Copy out all lines in the material below that contain the string "flowering".

> Data for this exercise:
********
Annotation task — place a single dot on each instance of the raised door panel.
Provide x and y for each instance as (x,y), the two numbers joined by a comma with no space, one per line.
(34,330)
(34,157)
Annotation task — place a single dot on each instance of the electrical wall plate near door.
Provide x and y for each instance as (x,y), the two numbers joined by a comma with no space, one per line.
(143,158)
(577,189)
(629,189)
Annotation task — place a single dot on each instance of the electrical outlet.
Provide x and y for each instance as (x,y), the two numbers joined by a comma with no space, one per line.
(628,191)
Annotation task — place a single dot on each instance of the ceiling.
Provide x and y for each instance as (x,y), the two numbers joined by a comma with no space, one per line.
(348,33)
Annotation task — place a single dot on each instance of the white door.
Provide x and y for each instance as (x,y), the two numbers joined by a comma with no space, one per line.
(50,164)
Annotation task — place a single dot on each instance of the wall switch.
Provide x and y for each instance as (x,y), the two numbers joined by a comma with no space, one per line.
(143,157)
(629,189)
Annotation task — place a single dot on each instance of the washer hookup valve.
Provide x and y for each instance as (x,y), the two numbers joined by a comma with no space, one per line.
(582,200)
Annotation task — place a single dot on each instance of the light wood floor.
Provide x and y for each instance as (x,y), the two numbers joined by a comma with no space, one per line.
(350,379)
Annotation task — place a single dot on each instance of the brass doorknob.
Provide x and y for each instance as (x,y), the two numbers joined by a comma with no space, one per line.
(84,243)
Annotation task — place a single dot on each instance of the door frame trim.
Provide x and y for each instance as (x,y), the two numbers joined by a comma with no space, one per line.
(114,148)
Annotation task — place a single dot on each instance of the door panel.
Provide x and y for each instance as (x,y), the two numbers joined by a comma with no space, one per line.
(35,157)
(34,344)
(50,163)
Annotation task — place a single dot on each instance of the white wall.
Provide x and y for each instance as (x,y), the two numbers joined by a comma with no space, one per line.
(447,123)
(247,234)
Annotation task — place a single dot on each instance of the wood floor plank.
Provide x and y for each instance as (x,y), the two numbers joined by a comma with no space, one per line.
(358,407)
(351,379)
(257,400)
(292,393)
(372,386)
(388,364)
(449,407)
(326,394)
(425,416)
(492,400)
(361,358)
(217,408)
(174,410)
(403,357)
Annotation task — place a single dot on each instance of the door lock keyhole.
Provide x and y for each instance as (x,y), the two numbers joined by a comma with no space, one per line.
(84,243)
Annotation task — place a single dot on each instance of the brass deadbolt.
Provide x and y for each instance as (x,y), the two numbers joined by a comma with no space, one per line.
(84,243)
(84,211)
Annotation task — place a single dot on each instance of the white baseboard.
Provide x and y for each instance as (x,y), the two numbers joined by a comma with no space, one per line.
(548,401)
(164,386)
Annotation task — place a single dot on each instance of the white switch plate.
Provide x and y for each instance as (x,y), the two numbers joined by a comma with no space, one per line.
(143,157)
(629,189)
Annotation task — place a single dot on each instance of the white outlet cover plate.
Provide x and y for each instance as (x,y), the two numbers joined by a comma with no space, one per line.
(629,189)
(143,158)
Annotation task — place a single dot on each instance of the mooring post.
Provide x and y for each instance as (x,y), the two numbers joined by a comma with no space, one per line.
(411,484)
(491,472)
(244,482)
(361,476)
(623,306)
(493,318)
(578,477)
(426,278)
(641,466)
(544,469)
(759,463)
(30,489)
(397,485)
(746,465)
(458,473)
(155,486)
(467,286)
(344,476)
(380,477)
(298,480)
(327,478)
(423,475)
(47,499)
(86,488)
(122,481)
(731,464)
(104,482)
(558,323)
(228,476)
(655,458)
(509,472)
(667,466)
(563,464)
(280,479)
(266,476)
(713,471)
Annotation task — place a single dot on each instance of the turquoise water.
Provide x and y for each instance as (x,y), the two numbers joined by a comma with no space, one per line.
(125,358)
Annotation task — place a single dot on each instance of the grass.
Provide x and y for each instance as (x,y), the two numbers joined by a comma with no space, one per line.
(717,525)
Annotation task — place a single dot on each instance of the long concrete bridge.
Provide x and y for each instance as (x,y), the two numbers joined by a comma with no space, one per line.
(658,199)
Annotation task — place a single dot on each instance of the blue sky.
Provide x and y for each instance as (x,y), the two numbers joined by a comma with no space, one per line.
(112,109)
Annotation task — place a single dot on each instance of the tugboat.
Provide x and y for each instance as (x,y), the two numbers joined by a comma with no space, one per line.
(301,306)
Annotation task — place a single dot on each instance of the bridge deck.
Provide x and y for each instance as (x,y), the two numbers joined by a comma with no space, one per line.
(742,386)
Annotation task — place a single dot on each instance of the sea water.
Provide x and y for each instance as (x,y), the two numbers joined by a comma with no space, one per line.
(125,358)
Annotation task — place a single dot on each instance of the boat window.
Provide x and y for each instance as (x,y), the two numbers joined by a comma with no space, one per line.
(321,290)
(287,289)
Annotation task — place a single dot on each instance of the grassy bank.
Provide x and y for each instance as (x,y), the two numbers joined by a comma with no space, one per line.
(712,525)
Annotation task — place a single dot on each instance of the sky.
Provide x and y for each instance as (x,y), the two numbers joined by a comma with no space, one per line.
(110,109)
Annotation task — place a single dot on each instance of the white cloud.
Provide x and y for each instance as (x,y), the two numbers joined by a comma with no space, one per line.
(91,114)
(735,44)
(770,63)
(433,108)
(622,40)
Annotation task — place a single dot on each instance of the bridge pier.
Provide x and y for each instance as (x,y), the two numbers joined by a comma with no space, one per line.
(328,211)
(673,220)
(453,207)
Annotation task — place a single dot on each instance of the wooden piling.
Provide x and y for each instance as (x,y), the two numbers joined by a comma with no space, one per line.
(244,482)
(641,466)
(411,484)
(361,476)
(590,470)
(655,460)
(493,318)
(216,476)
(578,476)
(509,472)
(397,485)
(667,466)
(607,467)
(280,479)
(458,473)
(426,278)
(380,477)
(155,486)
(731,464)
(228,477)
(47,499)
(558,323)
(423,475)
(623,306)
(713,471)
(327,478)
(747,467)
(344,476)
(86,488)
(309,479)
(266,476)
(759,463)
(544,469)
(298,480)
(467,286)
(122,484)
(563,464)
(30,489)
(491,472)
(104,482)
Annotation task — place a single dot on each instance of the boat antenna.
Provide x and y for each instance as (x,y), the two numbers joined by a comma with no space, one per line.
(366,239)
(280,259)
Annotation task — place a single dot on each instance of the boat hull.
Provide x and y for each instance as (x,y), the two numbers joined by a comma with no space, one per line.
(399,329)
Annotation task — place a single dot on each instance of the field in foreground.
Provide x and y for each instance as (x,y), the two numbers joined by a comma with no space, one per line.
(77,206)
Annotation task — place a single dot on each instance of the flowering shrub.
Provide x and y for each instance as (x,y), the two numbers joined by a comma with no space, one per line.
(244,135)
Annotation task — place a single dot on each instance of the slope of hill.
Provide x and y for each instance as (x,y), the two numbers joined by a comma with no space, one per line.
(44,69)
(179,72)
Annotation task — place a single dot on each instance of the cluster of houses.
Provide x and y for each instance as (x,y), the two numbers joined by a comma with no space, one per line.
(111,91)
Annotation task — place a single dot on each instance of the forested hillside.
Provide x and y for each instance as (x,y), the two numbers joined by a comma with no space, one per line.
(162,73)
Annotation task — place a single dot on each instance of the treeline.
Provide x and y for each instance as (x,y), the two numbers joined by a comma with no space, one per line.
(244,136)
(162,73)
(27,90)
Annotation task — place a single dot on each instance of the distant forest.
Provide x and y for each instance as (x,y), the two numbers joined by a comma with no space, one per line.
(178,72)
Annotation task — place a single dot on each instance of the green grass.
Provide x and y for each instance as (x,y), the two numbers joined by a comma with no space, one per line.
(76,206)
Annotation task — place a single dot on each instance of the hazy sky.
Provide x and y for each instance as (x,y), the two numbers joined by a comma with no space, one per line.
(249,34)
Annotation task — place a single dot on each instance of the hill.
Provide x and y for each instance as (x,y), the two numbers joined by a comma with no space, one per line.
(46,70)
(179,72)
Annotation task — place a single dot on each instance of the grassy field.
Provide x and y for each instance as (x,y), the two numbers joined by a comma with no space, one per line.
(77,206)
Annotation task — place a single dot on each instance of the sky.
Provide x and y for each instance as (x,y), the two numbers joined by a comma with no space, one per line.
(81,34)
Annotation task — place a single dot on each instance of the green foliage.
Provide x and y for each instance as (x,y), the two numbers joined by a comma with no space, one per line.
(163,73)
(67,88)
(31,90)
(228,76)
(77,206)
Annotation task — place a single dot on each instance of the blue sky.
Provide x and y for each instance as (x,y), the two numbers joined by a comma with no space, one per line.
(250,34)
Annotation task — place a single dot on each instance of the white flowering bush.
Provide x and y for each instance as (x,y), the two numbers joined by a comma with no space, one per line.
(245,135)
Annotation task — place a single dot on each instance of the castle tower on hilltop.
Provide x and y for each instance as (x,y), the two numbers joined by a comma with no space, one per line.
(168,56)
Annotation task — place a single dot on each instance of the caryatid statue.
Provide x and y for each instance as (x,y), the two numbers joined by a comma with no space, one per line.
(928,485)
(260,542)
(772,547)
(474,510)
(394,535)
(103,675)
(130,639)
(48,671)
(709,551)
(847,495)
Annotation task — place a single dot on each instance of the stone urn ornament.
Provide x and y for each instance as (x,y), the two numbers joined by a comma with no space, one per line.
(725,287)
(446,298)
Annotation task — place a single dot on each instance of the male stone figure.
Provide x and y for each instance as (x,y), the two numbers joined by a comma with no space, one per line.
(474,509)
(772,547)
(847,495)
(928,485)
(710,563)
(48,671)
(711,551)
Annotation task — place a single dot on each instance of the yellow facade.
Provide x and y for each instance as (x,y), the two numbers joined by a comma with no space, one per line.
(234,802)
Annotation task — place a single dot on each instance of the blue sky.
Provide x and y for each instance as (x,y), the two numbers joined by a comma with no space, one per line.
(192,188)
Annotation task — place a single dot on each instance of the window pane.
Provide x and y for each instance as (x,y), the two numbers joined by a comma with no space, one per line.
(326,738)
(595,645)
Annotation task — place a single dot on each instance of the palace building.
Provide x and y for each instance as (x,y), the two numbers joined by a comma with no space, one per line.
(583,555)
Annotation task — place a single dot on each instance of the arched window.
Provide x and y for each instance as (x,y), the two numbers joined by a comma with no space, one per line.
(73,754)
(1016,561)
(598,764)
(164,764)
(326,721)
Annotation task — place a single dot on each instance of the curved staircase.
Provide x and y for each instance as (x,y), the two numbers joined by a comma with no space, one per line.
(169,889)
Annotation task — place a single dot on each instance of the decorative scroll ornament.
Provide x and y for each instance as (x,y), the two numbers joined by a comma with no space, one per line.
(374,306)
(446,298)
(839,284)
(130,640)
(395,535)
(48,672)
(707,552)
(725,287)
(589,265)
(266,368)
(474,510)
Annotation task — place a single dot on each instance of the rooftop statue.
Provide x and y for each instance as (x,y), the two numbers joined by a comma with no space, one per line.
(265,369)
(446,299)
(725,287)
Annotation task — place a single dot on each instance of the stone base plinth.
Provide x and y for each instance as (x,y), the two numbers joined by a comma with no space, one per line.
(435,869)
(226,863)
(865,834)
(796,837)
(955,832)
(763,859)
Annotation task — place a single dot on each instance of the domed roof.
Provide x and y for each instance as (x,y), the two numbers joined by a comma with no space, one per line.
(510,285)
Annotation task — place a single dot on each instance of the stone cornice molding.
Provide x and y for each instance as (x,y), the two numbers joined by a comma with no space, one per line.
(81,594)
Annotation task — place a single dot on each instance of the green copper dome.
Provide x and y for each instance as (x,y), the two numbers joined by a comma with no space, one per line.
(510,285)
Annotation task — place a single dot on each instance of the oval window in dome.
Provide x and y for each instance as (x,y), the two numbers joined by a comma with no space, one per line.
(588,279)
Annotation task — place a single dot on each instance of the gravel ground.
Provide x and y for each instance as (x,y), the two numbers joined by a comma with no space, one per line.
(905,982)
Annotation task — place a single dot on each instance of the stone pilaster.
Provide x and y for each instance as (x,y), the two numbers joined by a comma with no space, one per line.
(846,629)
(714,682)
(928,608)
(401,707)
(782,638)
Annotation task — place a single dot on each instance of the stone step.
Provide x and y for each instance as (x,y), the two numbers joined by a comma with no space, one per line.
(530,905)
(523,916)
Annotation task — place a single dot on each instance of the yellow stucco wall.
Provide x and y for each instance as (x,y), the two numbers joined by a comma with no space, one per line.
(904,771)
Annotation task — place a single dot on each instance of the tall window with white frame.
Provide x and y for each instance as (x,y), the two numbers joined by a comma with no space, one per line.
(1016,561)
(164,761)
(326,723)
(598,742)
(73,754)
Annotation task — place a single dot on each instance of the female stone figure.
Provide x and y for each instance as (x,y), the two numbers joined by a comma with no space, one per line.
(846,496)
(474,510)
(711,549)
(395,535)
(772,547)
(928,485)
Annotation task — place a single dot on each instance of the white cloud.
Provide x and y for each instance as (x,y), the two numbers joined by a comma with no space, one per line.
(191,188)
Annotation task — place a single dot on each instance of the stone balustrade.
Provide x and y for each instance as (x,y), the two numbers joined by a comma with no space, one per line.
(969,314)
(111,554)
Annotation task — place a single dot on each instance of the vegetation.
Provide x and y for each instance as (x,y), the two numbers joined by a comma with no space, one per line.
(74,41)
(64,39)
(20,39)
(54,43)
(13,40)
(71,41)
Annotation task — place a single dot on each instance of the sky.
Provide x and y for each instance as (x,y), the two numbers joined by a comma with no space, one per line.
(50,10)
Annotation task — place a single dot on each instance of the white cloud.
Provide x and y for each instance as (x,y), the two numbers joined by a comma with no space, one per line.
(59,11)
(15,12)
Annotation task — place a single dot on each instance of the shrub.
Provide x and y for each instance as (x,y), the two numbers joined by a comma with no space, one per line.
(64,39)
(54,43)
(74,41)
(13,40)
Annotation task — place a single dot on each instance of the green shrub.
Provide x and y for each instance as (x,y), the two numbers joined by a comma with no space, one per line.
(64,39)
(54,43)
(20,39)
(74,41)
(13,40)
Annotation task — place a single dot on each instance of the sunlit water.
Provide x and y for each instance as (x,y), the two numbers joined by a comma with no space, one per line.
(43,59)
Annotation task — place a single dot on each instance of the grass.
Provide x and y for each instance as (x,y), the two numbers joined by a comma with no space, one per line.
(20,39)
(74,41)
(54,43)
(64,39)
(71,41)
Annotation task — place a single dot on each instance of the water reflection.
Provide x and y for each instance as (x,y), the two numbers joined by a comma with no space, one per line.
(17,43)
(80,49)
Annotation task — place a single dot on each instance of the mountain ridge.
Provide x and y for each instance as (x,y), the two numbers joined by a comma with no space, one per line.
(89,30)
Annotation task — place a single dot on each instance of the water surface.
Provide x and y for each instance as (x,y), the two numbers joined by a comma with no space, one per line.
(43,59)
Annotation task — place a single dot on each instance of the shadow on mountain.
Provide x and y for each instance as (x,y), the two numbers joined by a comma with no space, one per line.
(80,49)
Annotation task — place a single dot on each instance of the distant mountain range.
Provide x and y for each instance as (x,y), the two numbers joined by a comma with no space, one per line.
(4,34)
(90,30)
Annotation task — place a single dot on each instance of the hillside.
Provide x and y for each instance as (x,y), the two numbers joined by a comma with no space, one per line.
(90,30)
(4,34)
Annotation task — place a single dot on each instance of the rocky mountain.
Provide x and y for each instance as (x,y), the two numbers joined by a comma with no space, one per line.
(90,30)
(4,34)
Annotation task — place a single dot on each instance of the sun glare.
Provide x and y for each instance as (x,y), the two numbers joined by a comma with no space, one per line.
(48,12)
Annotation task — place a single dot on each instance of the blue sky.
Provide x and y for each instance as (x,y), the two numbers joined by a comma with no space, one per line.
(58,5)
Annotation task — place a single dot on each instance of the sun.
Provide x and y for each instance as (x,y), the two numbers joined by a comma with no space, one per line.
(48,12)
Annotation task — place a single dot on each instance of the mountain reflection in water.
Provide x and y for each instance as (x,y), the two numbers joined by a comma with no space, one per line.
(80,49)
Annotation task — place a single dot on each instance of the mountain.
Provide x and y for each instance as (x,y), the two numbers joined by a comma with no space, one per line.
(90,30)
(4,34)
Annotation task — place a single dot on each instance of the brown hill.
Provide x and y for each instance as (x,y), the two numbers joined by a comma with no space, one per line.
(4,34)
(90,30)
********
> Written solution:
Annotation task — place a single dot on each instance of the flowering shrub.
Annotation task — place a single dot on each instance of the white flowering bush.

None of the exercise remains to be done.